··· Data for the task
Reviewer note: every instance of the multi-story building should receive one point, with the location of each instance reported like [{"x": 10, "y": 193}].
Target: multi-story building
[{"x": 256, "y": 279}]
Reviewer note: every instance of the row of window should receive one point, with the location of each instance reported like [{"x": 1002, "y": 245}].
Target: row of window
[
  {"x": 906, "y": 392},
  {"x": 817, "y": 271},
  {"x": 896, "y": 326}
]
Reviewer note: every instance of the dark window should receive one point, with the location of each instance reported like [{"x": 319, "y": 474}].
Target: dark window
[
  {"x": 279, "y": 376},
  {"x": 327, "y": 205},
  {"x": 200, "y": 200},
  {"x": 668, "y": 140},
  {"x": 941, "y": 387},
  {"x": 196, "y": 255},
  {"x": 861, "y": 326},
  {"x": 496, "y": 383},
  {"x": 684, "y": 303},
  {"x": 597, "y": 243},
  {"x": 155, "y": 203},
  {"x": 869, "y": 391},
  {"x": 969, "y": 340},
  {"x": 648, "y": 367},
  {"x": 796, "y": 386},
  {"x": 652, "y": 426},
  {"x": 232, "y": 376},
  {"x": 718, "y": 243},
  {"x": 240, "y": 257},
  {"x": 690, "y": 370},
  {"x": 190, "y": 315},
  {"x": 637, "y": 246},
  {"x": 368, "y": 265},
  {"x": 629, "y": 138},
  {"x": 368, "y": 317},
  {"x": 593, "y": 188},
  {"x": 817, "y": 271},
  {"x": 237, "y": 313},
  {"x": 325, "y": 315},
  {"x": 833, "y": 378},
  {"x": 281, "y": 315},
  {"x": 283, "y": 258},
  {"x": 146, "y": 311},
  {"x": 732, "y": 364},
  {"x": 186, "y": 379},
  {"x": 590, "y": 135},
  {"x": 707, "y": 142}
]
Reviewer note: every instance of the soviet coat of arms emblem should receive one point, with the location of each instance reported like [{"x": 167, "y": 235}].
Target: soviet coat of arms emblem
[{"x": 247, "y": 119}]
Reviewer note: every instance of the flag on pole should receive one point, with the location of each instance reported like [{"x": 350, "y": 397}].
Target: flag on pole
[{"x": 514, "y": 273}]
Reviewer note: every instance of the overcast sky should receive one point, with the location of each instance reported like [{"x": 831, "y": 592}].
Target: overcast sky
······
**What to do**
Reproduce verbatim the rows above, from the line containing "Reviewer note: every instance of the flag" through the last line of the rows, including both of those lines.

**Solution to this task**
Reviewer note: every instance of the flag on pole should receive one point, with the location of each instance reported like [{"x": 350, "y": 397}].
Target: flag on pole
[{"x": 514, "y": 273}]
Reviewer note: every instance of the overcast sky should receive one point, with the location of each instance reported like [{"x": 831, "y": 592}].
Target: overcast sky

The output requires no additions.